What you have to do:
Whatever runs from the line with "marking with a single marker." to the end of the records below must be copied exactly, with nothing else included.

Exercise materials:
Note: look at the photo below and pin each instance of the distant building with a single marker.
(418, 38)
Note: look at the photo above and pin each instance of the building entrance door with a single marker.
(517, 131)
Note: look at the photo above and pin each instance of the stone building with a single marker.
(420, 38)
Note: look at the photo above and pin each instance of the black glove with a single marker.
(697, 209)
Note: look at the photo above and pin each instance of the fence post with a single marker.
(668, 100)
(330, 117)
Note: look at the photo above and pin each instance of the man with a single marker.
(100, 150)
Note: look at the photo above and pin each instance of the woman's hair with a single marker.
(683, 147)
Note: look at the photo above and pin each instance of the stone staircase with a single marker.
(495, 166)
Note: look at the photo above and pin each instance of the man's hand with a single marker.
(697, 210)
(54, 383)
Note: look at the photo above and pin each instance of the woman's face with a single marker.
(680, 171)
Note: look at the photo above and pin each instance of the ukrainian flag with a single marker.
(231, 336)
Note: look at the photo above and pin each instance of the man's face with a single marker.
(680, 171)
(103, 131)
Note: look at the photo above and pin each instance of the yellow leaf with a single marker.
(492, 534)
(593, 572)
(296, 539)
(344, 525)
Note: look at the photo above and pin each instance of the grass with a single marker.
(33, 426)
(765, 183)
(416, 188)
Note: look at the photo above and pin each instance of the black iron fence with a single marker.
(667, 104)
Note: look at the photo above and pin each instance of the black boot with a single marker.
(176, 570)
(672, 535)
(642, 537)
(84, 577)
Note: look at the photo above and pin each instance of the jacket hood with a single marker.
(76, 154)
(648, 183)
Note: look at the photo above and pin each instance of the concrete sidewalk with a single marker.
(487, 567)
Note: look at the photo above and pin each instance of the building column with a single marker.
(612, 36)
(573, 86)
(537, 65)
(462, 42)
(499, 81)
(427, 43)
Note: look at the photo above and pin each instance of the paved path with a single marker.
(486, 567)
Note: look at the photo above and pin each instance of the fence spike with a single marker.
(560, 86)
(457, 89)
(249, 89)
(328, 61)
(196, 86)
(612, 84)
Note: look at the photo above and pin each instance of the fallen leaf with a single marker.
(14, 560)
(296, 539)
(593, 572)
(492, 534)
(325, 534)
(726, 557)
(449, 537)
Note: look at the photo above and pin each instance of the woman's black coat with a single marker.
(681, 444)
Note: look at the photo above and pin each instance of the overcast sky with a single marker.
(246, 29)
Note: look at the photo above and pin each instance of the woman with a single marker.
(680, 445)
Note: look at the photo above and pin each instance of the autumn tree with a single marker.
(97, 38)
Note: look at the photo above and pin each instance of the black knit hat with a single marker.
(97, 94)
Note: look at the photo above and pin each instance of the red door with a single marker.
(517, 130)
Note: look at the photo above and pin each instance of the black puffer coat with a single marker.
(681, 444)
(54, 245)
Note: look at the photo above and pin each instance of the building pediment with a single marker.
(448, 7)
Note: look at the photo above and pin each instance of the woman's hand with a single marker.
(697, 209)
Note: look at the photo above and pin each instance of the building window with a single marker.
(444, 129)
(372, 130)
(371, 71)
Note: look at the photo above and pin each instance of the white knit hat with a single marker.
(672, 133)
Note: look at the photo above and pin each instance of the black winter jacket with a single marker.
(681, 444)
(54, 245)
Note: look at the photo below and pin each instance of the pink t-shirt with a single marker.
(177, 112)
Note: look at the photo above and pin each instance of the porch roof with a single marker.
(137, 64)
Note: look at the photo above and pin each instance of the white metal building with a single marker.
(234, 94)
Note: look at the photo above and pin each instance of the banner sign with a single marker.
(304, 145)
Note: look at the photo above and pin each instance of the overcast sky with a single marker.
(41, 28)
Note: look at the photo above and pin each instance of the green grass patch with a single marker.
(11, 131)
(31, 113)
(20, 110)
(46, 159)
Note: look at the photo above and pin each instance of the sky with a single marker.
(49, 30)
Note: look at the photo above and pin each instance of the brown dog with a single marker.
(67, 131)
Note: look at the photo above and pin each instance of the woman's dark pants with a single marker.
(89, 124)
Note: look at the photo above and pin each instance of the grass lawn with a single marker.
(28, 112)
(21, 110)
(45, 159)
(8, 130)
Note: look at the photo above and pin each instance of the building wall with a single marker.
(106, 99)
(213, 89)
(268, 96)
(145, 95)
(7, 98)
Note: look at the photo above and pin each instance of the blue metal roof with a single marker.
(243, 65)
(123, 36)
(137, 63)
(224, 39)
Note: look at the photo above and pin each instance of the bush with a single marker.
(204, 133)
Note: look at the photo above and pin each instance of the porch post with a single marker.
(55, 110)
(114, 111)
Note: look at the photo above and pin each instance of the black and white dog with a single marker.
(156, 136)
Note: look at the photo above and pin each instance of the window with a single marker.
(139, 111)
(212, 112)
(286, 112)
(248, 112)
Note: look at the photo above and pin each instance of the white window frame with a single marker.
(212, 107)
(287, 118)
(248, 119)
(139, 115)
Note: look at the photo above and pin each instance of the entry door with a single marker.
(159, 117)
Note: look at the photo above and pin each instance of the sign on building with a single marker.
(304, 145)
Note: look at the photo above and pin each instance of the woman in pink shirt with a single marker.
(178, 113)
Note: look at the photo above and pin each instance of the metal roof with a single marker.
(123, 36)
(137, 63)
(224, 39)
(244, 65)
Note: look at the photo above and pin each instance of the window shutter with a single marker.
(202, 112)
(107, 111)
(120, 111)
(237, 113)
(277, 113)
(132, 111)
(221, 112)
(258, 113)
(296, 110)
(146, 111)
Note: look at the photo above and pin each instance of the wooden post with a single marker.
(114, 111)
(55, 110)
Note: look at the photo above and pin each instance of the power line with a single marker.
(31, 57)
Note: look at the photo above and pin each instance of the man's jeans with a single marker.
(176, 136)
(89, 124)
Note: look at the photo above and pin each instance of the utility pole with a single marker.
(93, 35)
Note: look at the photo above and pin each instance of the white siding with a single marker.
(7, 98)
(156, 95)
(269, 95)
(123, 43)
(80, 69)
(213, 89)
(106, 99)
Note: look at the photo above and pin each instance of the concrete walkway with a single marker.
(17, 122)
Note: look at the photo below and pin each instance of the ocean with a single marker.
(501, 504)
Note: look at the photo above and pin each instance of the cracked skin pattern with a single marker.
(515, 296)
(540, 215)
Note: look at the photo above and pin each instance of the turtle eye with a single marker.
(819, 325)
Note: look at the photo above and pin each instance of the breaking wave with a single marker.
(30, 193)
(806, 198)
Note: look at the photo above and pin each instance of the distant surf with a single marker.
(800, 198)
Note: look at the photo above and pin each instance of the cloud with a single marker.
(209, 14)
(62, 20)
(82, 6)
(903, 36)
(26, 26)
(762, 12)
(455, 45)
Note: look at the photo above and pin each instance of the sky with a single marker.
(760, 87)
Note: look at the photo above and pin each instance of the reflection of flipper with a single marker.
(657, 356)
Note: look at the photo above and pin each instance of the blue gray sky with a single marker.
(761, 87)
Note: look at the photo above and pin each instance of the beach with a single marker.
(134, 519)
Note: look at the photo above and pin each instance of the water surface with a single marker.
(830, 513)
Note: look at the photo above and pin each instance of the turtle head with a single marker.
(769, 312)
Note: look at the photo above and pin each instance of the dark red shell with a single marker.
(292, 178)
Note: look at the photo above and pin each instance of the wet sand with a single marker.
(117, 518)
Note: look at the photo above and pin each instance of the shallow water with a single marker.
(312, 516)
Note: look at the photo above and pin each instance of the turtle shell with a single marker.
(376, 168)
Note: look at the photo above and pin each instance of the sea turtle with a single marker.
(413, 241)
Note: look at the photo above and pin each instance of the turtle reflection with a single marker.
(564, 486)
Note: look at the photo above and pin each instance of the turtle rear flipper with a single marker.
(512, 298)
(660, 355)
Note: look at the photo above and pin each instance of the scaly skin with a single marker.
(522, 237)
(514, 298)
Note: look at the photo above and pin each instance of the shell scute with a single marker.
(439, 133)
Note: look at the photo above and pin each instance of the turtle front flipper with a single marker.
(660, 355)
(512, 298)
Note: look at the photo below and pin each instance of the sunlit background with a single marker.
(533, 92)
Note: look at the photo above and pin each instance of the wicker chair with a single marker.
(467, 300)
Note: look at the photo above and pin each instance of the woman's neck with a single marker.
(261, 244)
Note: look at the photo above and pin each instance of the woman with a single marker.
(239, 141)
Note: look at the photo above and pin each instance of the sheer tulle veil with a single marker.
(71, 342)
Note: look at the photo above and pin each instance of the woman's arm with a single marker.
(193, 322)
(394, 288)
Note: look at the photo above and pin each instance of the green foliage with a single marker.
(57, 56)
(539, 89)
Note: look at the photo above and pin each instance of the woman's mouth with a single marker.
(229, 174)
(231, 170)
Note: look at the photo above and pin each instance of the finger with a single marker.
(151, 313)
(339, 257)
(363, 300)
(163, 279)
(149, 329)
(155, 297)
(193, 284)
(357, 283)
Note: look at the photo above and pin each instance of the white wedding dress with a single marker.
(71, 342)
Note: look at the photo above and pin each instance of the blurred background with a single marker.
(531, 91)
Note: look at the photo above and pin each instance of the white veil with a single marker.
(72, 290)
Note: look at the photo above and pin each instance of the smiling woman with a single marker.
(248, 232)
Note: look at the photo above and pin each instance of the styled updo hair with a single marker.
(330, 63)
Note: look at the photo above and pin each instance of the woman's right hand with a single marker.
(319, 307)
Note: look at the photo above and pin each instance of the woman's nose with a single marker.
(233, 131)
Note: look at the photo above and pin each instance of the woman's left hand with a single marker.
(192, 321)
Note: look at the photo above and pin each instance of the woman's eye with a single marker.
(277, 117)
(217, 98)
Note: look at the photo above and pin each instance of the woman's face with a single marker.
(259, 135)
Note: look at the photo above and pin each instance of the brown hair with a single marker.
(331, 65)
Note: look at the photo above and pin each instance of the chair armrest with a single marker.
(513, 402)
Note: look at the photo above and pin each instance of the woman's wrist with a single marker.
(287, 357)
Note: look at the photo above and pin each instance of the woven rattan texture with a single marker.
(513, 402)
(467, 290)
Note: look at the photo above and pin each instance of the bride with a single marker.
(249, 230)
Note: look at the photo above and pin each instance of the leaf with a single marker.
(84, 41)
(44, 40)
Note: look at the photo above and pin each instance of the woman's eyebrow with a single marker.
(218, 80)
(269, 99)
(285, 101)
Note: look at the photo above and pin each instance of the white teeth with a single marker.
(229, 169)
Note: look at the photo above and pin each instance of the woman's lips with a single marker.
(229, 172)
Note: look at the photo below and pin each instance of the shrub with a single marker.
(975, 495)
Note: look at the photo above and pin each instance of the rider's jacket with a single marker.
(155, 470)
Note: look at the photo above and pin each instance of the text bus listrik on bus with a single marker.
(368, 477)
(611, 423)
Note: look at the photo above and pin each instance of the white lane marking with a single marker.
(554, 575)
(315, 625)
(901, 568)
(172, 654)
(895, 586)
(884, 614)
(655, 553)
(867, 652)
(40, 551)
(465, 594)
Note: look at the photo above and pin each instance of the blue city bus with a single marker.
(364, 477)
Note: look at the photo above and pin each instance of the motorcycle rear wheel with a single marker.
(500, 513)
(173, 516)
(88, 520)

Answer to this task:
Note: look at the photo above and pin each instance of the white lane marking with a single marker.
(554, 575)
(315, 625)
(901, 568)
(172, 654)
(895, 586)
(884, 614)
(655, 553)
(867, 652)
(40, 551)
(465, 594)
Note: look at the photo above and pin each instance of the blue city bus with a single marker.
(364, 477)
Note: look at the photo above and pin each instance of the motorcycle rear wheel with a single marker.
(500, 513)
(173, 516)
(88, 520)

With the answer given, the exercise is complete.